__EXERCISE INPUTS__.
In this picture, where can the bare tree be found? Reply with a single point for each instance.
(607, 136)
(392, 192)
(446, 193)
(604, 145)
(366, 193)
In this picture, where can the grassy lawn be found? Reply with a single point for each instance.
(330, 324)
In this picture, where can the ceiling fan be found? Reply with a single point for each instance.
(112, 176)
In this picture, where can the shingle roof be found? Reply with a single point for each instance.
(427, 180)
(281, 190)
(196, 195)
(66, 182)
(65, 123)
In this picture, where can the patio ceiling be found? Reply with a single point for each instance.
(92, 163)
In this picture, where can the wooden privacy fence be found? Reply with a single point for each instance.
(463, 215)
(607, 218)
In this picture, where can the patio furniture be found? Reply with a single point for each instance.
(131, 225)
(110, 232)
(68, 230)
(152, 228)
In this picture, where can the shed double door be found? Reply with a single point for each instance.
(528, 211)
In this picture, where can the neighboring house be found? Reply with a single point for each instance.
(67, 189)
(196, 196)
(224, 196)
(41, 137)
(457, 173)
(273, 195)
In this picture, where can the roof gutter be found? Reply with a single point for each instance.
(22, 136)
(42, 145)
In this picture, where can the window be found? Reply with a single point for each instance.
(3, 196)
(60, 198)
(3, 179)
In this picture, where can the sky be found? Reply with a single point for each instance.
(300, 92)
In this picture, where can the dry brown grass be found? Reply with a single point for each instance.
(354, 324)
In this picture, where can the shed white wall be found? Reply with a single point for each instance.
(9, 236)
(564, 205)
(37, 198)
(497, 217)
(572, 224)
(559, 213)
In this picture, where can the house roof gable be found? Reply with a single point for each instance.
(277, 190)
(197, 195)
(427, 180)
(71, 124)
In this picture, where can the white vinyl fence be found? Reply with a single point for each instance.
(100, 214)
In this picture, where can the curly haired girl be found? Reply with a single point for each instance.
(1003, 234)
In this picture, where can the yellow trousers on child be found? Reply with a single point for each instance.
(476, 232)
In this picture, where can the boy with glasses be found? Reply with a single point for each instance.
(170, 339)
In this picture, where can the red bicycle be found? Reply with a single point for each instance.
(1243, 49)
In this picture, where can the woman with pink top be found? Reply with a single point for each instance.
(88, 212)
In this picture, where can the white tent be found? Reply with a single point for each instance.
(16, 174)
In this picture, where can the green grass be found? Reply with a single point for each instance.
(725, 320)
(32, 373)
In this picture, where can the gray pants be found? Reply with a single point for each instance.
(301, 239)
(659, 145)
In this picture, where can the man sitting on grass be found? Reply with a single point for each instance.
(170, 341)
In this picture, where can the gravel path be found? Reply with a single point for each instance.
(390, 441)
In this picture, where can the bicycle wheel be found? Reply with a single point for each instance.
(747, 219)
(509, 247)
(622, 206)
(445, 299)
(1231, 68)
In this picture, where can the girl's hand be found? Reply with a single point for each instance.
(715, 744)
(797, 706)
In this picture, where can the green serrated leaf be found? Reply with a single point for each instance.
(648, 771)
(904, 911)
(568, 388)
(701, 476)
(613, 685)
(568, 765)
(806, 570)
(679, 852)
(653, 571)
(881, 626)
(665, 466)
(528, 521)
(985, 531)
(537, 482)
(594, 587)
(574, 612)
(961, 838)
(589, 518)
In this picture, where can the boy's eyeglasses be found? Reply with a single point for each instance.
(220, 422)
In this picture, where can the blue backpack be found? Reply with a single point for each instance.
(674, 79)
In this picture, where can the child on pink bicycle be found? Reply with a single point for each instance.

__WORK REQUEST__.
Copy out the full set of records precisely, leaving nothing out.

__OUTPUT FOR THIS EXERCISE__.
In this picture, where can the bare tree be found? Reply with a single point for each instance.
(607, 136)
(392, 192)
(446, 193)
(604, 145)
(366, 193)
In this picture, where can the grassy lawn be found? Reply with a single point for each instance.
(330, 324)
In this picture, where can the ceiling fan be found? Reply with a single point for each instance.
(112, 176)
In this picture, where can the shingle roof be found? Reply with a single point for each instance.
(427, 180)
(281, 190)
(196, 195)
(66, 182)
(65, 123)
In this picture, where can the patio ceiling be found? Reply with a single point for each instance.
(92, 163)
In this picture, where can the wooden privacy fence be found? Reply with a single point for each instance.
(463, 215)
(607, 218)
In this picture, where can the patio furniture be found? Reply with a single point for each instance.
(131, 225)
(110, 232)
(68, 230)
(152, 228)
In this picture, where can the shed double door be found? Reply with a single point for each instance.
(528, 211)
In this picture, where can the neighboring house be found? Reply with a single point for each instance.
(67, 189)
(196, 196)
(224, 196)
(41, 137)
(457, 173)
(273, 195)
In this picture, where can the roof gutter be found? Reply with a single point for each instance.
(22, 136)
(42, 145)
In this picture, where can the window be found? Reply with a single point for each instance.
(3, 196)
(60, 198)
(3, 179)
In this picture, where can the sky be found? Reply with a single point for each instance.
(300, 92)
In this picture, where can the dry brown grass be found? Reply with a single point for each instance.
(354, 324)
In this picture, where can the shed white wall be found? Reply with a single point for each instance.
(9, 236)
(564, 205)
(37, 198)
(497, 217)
(572, 224)
(559, 213)
In this picture, where can the house roof gable be found? Reply with a single point for each instance.
(277, 190)
(197, 195)
(427, 180)
(71, 124)
In this picture, where can the white vinyl fence be found? Reply with a single point for each instance.
(100, 214)
In this picture, where can the curly haired girl be found? Reply with a single point for each instance.
(1003, 234)
In this picture, where can the yellow trousers on child be found? Reply with a single point for each instance.
(476, 232)
In this picture, where can the boy with glasses be found? Reply with a single point for each instance.
(170, 339)
In this picture, where can the red bicycle be found? Reply with a single point for each instance.
(1243, 49)
In this picture, where can the woman with pink top be found? Reply with a single point for each instance.
(88, 212)
In this picture, where can the white tent be found? Reply with a single point for each instance.
(16, 174)
In this picture, where can the green grass be found? Reply with a single point for each instance.
(725, 320)
(32, 373)
In this picture, where can the gray pants be found? Reply with a single point for each instance.
(301, 239)
(659, 145)
In this picture, where can the man sitting on grass be found? Reply with a single point for each instance.
(170, 341)
In this picture, where can the gravel path be found? Reply with a single point for each instance.
(390, 441)
In this picture, where can the bicycle wheel be found? Reply with a single point for each instance.
(747, 219)
(509, 247)
(622, 206)
(445, 299)
(1231, 68)
In this picture, where can the girl's hand be found? Reply with a single point for each instance.
(715, 744)
(797, 706)
In this picture, where can the green serrated leaf be found? Reply with a single point for each instance.
(648, 771)
(904, 911)
(568, 388)
(701, 476)
(613, 685)
(568, 765)
(806, 570)
(679, 852)
(653, 571)
(881, 626)
(665, 466)
(528, 521)
(985, 531)
(537, 482)
(594, 587)
(574, 612)
(961, 838)
(589, 518)
In this picture, where can the boy's eyeglasses be found? Reply with a single point for each instance.
(220, 422)
In this picture, where can the blue backpack be found? Reply with a single point for each instance.
(674, 79)
In this picture, where can the child on pink bicycle be found? Reply with a single point for each instance.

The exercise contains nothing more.